_Passage to read:_
——————————

In [1]:
import numpy as np
import tensorflow as tf
from tensorflow.python.ops import rnn, rnn_cell

from sklearn.model_selection import train_test_split
from util import minibatcher, RNN

## Indicate all of the training constants

In [4]:
model_type = 'motion_type'

n_hidden = 100 # Size of the LSTM hidden layer
batch_size = 8 # Number of data points in a batch
learning_rate = 0.01 # Learning rate of the optimizer
dropout_keep_prob = .8

model_name = "spy_model"
model_fake_data = "hmm.npy"

## Import the data, and split it into training and testing sets

In [5]:
clean_data = np.load("gmail/clean_data.npy")
data_labels = np.load("gmail/labels.npy")
fake_data = np.load(model_fake_data)

if model_type == 'motion_type':
    classes = ["walking", "sitting", "table", "stairs", "car"]
    # Update the dataset to only be the labeled data (the ones that aren't 0)
    labeled = data_labels != 0
    input_motion_data = clean_data[labeled]
    output_motion_data = data_labels[labeled] - 1 # Need to decrement by 1 since we removed all the 0s

else:
    classes = ["robot", "human"]
    n_human = clean_data.shape[0]
    n_robot = fake_data.shape[0]
    input_motion_data = np.append(clean_data, fake_data, axis=0)
    output_motion_data = np.append(np.ones(n_human), np.zeros(n_robot)).astype(int)

——————————

_Exercise requirements:_
1: Transcribe the part of the motion-classification training code that begins at the words "fake_data = np.load(model_fake_data)" and stops after the words "np.append(clean_data, fake_data, axis=0)".
2: Translate the line "Import the data, and split it into training and testing sets" from the motion-classification training code into Spanish.
3: Write the next part of the motion-classification training code, picking up right after its final line.

_Information shown:_
——————————

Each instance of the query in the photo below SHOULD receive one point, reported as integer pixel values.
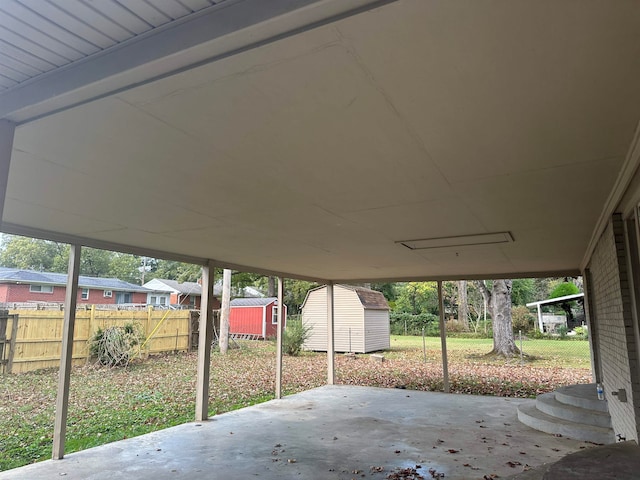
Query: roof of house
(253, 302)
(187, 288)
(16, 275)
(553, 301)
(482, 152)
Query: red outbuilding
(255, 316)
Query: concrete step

——————————

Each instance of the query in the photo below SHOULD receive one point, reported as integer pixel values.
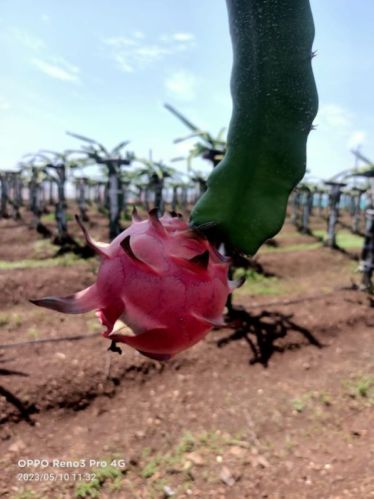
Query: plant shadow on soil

——————————

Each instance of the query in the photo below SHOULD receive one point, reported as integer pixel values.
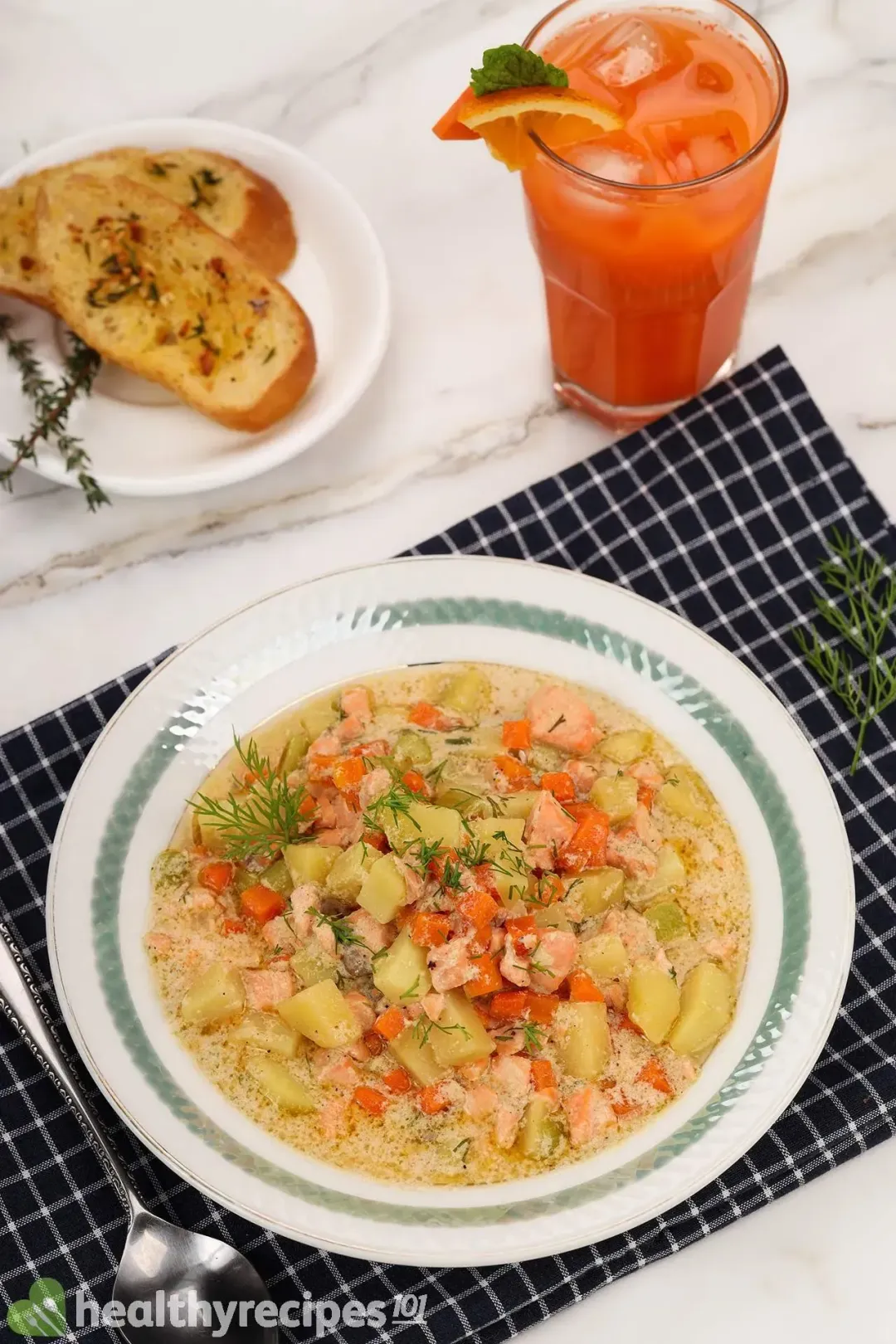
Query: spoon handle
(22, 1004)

——————————

_Results in order:_
1:
fake_data = np.load(model_fake_data)

if model_type == 'motion_type':
    classes = ["walking", "sitting", "table", "stairs", "car"]
    # Update the dataset to only be the labeled data (the ones that aren't 0)
    labeled = data_labels != 0
    input_motion_data = clean_data[labeled]
    output_motion_data = data_labels[labeled] - 1 # Need to decrement by 1 since we removed all the 0s

else:
    classes = ["robot", "human"]
    n_human = clean_data.shape[0]
    n_robot = fake_data.shape[0]
    input_motion_data = np.append(clean_data, fake_data, axis=0)

2: Importa los datos y divídelos en conjuntos de entrenamiento y de prueba.

3:
n_samples = input_motion_data.shape[0]
n_steps = input_motion_data.shape[1]
n_input = input_motion_data.shape[2]
n_classes = np.max(output_motion_data) + 1

In [6]:
X_train = np.load("npy/X_train_" + model_name + ".npy")
Y_train = np.load("npy/Y_train_" + model_name + ".npy")
X_test = np.load("npy/X_test_" + model_name + ".npy")
Y_test = np.load("npy/Y_test_" + model_name + ".npy")

In [7]:
zip(classes, np.bincount(np.argmax(Y_train, axis=1)))

[('walking', 22), ('sitting', 22), ('table', 22), ('stairs', 22), ('car', 22)]

## Define the placeholders and variables to be optimized

In [8]:
x = tf.placeholder("float", [None, n_steps, n_input])
y = tf.placeholder("float", [None, n_classes])
keep_prob = tf.placeholder(tf.float32)
# Define weights
weights = {
    'hidden': tf.Variable(tf.random_normal([n_hidden, n_hidden])),
    'out': tf.Variable(tf.random_normal([n_hidden, n_classes]))
}
biases = {
    'hidden': tf.Variable(tf.random_normal([n_hidden])),
    'out': tf.Variable(tf.random_normal([n_classes]))
}

## Define the various graphs: notably cost, optimizer, and accuracy

In [9]:
pred = RNN(x, weights, biases, n_input, n_steps, n_hidden, keep_prob)

cost = tf.reduce_mean(tf.nn.softmax_cross_entropy_with_logits(pred, y))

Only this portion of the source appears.